As of June 30, nearly two-fifths of the fund's assets were in inflation-fighting investments, such as Treasury inflation-protected securities (TIPS) and commodities. Arnott has expected the economy to weaken for some time, but he says the link between the health of the economy and inflation is less powerful than what is generally believed.
Based on Arnott's research of historical data, the four best predictors of the inflation rate over the upcoming five years are (in order of importance) the real federal funds rate (the rate that banks charge each other for overnight loans -- a figure set by the Federal Reserve -- minus the inflation rate), the slope of the yield curve, the magnitude of the current account deficit and the size of budget deficits. Currently, the fed funds rate is two percentage points below the rate of inflation, the yield curve is fairly steep (meaning there's a significant gap between short-term and long-term interest rates) and the budget deficit is huge and rapidly expanding. All of this, Arnott says, points to escalating inflation ahead.
Arnott also has nearly two-fifths of the fund in "alternative strategies," the bulk of them emerging-markets currencies and bond funds from the Pimco family. Most of this money is in emerging-markets currencies. According to Arnott's analysis, the dollar is inexpensive compared with the euro but expensive compared with emerging-markets currencies. He notes that unlike the U.S., many emerging nations have current-account and fiscal surpluses and sound banking systems, along with abundant foreign reserves. "By classic measures of creditworthiness, they are more creditworthy than the U.S. Treasury," he says.

| Required work |
• a. In order of importance, list the four best predictors of the inflation rate over the upcoming five years that the text on Arnott's fund names.
• b. Does each statement below agree with the text on Arnott's fund? Give yes or no for each, and quote the words of the text that decide it.
(i) Most of the money in "alternative strategies" is in emerging-markets currencies.
(ii) Arnott finds the dollar expensive compared with the euro.
(iii) The fed funds rate is currently above the rate of inflation.
• c. Continue the text on Arnott's fund from where it stops.

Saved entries
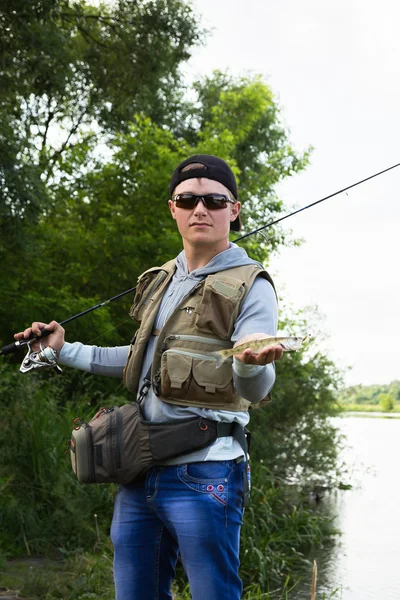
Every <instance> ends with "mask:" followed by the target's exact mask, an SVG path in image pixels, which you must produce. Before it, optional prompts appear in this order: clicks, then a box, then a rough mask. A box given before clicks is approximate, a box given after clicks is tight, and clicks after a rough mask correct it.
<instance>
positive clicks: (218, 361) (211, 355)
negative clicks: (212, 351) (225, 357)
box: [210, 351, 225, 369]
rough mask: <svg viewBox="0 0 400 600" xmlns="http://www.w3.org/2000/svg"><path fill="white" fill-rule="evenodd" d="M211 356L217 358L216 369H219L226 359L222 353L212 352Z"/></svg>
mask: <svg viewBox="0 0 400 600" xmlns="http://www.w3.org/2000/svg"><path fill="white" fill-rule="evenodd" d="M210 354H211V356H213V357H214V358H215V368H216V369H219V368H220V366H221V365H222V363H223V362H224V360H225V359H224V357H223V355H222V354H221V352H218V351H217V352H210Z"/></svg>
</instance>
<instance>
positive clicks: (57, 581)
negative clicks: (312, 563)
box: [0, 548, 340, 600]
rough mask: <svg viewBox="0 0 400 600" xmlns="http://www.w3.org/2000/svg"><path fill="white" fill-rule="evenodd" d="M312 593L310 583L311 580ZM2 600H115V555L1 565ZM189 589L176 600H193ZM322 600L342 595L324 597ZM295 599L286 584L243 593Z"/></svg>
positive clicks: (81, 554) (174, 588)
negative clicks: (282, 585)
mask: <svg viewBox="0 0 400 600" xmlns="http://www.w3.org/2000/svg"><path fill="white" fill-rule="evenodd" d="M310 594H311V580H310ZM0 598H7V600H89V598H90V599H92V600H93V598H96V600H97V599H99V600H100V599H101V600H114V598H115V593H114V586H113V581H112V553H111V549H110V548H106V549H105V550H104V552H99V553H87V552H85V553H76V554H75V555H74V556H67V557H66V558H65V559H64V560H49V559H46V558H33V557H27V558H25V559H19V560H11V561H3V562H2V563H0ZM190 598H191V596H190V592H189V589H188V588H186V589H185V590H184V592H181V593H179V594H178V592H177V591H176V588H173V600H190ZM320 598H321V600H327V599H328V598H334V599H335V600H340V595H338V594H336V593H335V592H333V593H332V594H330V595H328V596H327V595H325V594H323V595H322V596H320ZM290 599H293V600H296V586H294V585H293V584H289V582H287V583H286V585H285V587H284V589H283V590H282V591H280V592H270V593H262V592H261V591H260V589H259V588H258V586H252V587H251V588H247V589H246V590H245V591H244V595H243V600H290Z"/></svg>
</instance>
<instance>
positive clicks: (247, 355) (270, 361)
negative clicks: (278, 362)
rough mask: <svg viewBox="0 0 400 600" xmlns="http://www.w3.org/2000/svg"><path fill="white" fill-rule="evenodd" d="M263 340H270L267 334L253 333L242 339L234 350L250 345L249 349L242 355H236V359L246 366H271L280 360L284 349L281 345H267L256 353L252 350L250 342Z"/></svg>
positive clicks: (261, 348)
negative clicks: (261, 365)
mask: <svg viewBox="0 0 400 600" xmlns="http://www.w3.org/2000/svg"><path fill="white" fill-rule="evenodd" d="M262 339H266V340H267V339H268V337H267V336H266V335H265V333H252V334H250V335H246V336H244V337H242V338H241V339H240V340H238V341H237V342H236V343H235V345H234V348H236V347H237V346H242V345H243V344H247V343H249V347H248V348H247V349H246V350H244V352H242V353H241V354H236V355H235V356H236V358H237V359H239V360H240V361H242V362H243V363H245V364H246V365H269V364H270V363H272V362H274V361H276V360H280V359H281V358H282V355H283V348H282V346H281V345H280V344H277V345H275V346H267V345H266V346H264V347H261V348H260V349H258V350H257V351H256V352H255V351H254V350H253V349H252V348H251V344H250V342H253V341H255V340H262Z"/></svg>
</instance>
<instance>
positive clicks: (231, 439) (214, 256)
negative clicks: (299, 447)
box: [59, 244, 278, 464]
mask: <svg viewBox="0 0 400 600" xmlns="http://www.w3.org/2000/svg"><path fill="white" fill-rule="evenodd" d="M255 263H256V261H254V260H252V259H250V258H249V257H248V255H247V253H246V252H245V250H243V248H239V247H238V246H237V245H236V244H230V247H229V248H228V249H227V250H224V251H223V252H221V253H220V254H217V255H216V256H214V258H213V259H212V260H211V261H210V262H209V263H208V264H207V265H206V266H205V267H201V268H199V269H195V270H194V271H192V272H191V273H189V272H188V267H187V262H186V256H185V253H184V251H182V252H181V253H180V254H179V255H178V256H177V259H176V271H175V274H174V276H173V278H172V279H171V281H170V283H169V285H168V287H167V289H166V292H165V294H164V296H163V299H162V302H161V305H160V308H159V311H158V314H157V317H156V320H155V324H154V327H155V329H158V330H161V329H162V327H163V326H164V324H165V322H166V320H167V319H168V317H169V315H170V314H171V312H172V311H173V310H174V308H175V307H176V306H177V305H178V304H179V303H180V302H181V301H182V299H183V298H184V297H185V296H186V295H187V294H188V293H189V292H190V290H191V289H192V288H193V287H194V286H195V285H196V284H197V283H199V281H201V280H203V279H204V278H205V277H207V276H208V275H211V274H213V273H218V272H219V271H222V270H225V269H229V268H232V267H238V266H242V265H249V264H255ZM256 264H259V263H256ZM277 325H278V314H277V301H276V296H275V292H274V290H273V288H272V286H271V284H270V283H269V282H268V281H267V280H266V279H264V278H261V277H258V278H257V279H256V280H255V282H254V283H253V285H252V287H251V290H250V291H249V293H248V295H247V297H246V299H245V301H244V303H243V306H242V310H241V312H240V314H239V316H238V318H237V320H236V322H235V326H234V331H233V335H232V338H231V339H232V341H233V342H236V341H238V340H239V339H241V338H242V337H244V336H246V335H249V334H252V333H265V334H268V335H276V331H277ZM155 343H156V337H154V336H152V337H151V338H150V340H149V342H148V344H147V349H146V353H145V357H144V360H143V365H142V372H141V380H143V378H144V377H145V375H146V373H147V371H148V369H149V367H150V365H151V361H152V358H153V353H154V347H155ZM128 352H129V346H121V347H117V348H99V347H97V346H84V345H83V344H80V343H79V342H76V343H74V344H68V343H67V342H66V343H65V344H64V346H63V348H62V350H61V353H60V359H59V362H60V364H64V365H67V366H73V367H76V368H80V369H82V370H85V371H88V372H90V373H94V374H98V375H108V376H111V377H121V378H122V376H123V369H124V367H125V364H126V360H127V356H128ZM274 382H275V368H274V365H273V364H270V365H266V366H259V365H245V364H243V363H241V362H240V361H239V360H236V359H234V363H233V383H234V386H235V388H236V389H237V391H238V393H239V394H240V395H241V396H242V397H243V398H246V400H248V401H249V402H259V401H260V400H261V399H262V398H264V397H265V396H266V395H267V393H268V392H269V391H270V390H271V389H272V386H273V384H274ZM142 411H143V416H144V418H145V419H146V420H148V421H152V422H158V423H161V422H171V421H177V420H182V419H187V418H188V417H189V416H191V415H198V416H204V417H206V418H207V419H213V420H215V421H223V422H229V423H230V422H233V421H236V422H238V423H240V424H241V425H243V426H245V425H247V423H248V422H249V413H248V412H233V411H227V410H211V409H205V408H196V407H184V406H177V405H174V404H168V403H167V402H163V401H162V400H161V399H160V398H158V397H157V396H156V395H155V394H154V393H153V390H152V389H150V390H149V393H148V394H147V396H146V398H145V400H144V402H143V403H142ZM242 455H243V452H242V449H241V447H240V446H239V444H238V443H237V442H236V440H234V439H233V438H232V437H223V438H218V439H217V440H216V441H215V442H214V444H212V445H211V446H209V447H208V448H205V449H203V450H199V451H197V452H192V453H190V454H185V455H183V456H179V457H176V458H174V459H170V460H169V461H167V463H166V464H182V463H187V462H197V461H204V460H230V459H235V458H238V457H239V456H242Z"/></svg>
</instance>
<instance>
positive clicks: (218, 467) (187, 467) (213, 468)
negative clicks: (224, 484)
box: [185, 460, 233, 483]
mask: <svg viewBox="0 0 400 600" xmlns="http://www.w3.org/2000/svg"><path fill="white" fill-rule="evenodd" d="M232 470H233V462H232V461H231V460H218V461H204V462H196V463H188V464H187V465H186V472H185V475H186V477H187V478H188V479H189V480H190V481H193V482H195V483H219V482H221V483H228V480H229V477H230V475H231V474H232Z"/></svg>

--

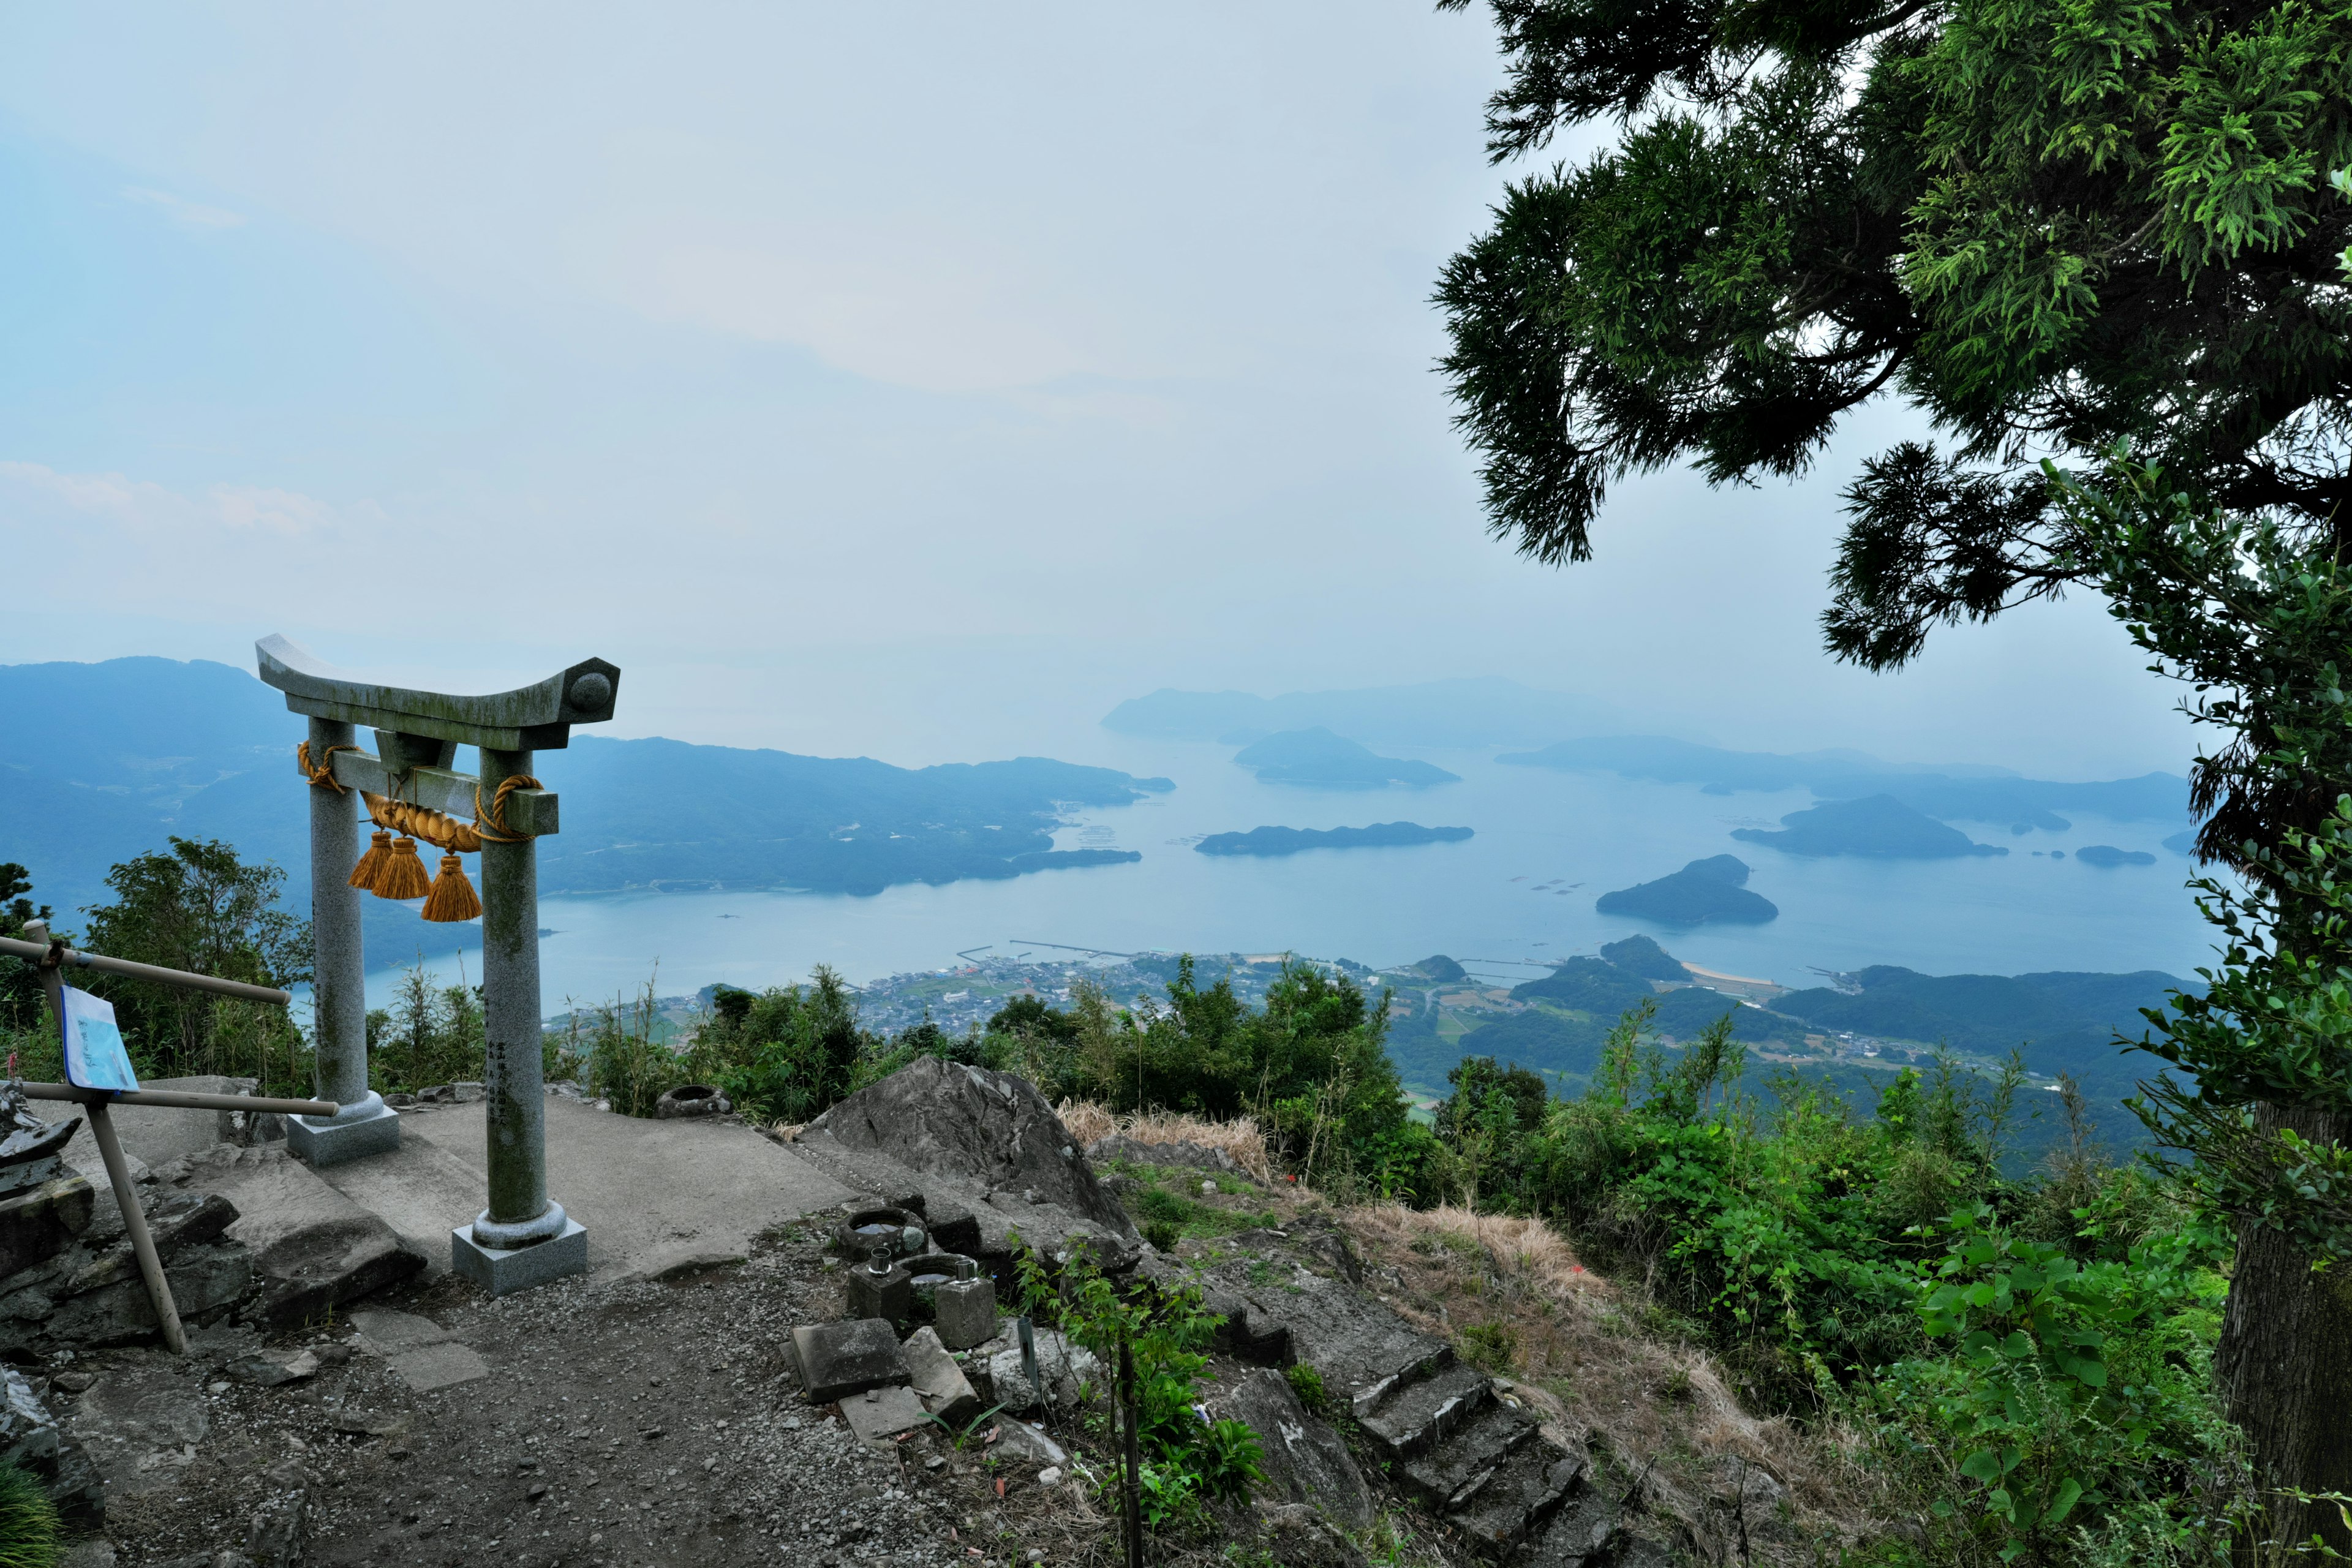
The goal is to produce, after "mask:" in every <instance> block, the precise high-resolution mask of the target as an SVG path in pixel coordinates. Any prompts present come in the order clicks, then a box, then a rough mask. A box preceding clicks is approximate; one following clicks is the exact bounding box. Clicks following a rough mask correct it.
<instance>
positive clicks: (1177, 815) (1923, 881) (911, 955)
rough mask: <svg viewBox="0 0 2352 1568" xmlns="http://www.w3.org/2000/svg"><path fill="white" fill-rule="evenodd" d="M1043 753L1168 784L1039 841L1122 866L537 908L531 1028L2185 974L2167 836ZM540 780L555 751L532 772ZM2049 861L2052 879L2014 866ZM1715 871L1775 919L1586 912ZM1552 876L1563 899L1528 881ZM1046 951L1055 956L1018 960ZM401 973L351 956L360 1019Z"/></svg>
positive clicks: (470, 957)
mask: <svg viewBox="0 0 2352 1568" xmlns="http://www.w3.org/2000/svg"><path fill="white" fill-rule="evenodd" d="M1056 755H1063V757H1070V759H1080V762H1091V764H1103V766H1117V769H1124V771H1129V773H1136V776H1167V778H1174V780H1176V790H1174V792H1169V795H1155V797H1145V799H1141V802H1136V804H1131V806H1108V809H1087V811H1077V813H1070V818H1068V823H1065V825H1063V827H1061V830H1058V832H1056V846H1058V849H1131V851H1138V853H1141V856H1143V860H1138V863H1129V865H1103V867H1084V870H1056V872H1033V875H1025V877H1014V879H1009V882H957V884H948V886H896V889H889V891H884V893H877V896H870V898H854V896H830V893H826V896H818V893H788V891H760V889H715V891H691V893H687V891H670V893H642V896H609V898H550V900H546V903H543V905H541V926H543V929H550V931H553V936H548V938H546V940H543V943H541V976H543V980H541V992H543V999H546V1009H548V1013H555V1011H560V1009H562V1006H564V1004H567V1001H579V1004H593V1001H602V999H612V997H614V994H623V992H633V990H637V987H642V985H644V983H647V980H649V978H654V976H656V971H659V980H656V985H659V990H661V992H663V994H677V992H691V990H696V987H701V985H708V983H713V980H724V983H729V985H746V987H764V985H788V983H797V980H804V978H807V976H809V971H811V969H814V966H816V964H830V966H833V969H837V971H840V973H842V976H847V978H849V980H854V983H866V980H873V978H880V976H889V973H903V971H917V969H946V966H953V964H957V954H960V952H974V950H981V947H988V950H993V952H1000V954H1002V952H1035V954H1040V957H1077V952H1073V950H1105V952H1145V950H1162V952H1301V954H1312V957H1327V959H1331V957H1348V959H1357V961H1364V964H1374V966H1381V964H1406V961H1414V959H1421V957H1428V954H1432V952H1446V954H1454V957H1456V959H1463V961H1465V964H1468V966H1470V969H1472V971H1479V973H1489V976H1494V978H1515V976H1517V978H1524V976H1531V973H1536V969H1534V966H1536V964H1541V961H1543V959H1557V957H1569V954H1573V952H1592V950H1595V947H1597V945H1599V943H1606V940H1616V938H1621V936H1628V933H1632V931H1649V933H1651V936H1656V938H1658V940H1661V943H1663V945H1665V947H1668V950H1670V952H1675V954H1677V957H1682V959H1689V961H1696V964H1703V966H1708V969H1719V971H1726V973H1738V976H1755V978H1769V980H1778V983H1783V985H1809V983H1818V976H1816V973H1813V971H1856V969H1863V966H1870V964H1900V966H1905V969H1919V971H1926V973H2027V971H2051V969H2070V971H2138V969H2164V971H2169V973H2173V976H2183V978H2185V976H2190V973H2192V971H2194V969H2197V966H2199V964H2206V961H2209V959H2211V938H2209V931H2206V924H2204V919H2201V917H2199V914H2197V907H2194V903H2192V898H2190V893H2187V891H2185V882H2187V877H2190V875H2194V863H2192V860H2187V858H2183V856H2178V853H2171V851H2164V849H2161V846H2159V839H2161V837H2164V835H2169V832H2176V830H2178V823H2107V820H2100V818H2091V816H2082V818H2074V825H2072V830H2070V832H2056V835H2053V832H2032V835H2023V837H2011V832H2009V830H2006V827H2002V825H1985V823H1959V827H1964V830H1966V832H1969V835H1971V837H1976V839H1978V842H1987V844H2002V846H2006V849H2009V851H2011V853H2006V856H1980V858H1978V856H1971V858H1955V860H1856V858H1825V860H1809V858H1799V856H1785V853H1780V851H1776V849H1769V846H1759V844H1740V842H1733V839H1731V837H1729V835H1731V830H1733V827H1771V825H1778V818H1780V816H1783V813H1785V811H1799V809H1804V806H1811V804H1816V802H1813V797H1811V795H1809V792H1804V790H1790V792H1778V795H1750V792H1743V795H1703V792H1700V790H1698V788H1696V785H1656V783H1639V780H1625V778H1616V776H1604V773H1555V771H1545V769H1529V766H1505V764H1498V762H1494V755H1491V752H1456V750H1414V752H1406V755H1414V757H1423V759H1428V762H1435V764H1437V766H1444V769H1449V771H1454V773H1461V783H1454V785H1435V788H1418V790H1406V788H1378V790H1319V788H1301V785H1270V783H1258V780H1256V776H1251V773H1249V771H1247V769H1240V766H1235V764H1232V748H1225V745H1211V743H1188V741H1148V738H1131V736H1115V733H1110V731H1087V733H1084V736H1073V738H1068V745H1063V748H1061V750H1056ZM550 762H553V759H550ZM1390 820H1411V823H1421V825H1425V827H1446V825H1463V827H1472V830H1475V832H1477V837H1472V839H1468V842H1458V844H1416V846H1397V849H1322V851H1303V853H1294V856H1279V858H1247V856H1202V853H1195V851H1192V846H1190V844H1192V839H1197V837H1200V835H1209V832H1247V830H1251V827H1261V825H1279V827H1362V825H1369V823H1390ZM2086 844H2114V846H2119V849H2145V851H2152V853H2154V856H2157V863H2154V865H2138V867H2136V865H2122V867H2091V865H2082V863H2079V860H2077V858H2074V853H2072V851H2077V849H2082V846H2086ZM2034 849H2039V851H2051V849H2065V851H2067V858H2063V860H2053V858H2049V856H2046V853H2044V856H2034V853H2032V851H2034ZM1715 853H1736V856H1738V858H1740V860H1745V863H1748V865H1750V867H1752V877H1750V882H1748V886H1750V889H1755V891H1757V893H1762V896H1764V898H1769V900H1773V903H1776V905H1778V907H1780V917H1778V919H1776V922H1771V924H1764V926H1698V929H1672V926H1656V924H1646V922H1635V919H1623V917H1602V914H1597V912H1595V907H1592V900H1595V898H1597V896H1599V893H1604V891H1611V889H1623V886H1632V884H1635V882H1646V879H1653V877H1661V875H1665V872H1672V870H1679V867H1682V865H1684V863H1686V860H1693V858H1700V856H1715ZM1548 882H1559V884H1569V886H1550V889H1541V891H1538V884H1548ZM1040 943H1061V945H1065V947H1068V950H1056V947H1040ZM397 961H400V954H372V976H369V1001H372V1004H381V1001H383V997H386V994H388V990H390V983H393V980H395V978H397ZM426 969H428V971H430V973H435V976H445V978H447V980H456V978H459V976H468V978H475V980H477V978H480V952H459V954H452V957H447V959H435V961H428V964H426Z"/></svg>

| Your written answers |
• a.
1. The real federal funds rate
2. The slope of the yield curve
3. The magnitude of the current account deficit
4. The size of budget deficits

• b.
(i) Yes: "Most of this money is in emerging-markets currencies."
(ii) No: "the dollar is inexpensive compared with the euro"
(iii) No: "the fed funds rate is two percentage points below the rate of inflation"

• c.
Intriguingly, Arnott is starting to grow more interested in the U.S. stock market and, particularly, the financial sector. He expects consumer spending to contract over the next three to six months and finds nonfinancial stocks relatively overvalued. "Two years from now we'll have a financial-services industry, and it will be much stronger," he says. "Fewer competitors will mean more pricing power for survivors."
The stated long-term goal of All Asset is to beat consumer price inflation by an average of five percentage points a year. Over the past five years, it hasn't quite met its objective. Over that period through September 22, the fund's Class D shares (symbol PASDX) returned 6.5% annualized. Consumer inflation has run at an annualized rate of 3.5% over the same period. Year-to-date, the Class D shares, which are available without sales charges through many discount brokers, lost 4.2%, beating Standard & Poor's 500-stock index by 12 percentage points.
One strike against the fund is its fairly stiff annual expense ratio of 1.56%, a figure that includes the fees of the underlying Pimco funds. If you invest through a broker that aggregates funds, you may be able to gain access to the fund's institutional class (PAAIX), which sports an annual expense ratio of 0.96%, with a relatively low minimum investment. Vanguard Brokerage Services, for instance, requires a $25,000 initial minimum for the institutional class.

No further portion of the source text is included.